▸ PROVIDED DATA:
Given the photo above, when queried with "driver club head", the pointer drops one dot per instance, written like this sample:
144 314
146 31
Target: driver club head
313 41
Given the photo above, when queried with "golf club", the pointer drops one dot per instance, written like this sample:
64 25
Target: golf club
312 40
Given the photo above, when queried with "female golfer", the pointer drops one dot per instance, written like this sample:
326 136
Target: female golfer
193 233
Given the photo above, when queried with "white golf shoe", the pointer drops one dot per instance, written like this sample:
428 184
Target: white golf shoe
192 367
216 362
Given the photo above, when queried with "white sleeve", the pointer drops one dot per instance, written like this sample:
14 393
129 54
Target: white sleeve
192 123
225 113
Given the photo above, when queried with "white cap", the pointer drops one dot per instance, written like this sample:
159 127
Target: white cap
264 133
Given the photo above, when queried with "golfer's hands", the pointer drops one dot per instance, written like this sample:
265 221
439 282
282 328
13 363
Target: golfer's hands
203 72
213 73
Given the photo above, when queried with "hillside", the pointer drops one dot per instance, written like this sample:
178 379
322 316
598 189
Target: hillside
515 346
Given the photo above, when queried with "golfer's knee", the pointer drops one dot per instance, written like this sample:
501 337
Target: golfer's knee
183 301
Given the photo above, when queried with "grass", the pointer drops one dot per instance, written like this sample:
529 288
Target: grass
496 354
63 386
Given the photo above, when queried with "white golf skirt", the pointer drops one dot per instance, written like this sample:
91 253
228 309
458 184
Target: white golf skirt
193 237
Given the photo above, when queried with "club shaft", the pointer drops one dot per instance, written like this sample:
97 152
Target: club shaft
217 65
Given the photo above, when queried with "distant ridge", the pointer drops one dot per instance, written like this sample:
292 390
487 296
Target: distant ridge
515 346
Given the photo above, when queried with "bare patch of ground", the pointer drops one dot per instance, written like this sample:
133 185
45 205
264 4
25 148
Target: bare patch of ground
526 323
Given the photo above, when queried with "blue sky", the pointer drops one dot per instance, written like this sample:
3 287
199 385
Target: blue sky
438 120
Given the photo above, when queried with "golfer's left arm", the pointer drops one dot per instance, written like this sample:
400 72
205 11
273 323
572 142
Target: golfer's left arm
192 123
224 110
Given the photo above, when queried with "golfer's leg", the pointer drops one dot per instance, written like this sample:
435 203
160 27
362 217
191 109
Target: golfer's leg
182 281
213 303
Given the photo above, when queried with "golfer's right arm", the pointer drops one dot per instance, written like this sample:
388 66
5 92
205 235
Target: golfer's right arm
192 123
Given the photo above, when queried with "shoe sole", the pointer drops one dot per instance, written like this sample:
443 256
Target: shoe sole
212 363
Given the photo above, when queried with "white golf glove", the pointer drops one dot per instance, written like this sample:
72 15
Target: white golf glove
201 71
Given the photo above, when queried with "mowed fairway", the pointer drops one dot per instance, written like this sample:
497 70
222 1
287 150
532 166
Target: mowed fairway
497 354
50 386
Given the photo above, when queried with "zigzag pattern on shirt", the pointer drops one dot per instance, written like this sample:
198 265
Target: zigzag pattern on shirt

▸ EXERCISE DESCRIPTION: Return each entry from the material above exactly as it appears.

▸ SOLVED EXERCISE:
Given the photo above, when queried with "driver club head", the pointer drops one dot per instance, written like this sample:
144 314
146 31
Target: driver club head
313 41
Given the photo above, when queried with "golf club", the pointer drops one dot per instance, written like this sample:
64 25
Target: golf club
312 40
Given the photo above, when queried with "female golfer", the pointer drops one dot per instance, written like this sample:
326 136
Target: female golfer
193 233
Given the photo above, when queried with "white golf shoe", the pointer drops one dot per instance, written like this sample:
428 184
Target: white golf shoe
192 367
216 362
Given the photo above, when queried with "white sleeve", the pointer drops one dot per instance, written like this sample:
14 393
129 54
Target: white sleeve
192 123
225 113
Given the photo above, when queried with "white cap", the pointer drops one dot per instance, written like this sample:
159 127
Target: white cap
264 133
Given the photo above, when queried with "golfer's hands", the pointer drops one dot per instance, written like this sample:
265 221
439 282
282 328
13 363
Target: golfer's hands
203 72
213 73
Given the photo above, when queried with "hillside", the pointer drops one dot per instance, written like this sample:
178 379
322 316
598 189
Target: hillside
515 346
Given the photo above, when queried with "golfer's knee", the pointer drops one dot per instance, written like this sample:
501 337
Target: golfer's knee
183 301
Given the photo above, when queried with "grass", the pointer drops one dot per instance, written like this sample:
529 288
Target: grass
496 354
63 386
Given the photo above, when queried with "white golf skirt", the pointer drops one dot per instance, written like this sample:
91 253
228 309
458 184
Target: white golf skirt
193 237
Given the photo above, when queried with "club shaft", the pointer drops one dot per instance, written like this sample:
97 152
Target: club shaft
217 65
Given the photo above, when queried with "distant ridge", the pointer drops one dot per instance, written like this sample:
292 390
487 296
Target: distant ridge
515 346
Given the photo above, when queried with "bare patch of ground", the pointer drops one dot per instance, written like this sample:
133 185
45 205
264 4
25 148
Target: bare patch of ground
526 323
Given the photo above, when queried with "blue sky", the pointer drops one dot per instance, written like this sample:
3 287
199 385
Target: blue sky
438 120
Given the photo above, when queried with "golfer's left arm", the pointer drops one dot per instance, written like this sample:
400 72
205 11
273 323
572 142
Target: golfer's left arm
192 123
224 110
Given the photo above, when queried with "golfer's leg", the pointer drops one dot per instance, written like this sample:
435 203
160 27
362 217
191 109
Target: golfer's leg
182 281
213 303
Given the photo above, when queried with "golfer's right arm", the pointer drops one dot per instance, written like this sample:
388 66
5 92
205 235
Target: golfer's right arm
192 123
Given the photo above, when queried with "shoe sole", the pointer drops one dot per instance, written like this sample:
443 256
Target: shoe sole
212 363
Given the photo above, when queried with "white golf glove", the pointer drops one dot per instance, written like this sample:
72 15
Target: white golf glove
201 71
Given the photo above, when queried with "mowed fairway", the pointer drops one dot per instance, written like this sample:
497 70
222 1
287 150
532 166
Target: mowed fairway
497 354
50 386
Given the photo above, when queried with "zigzag pattern on shirt", the pointer drops one dot per instance, written like this sample:
198 265
Target: zigzag pattern on shirt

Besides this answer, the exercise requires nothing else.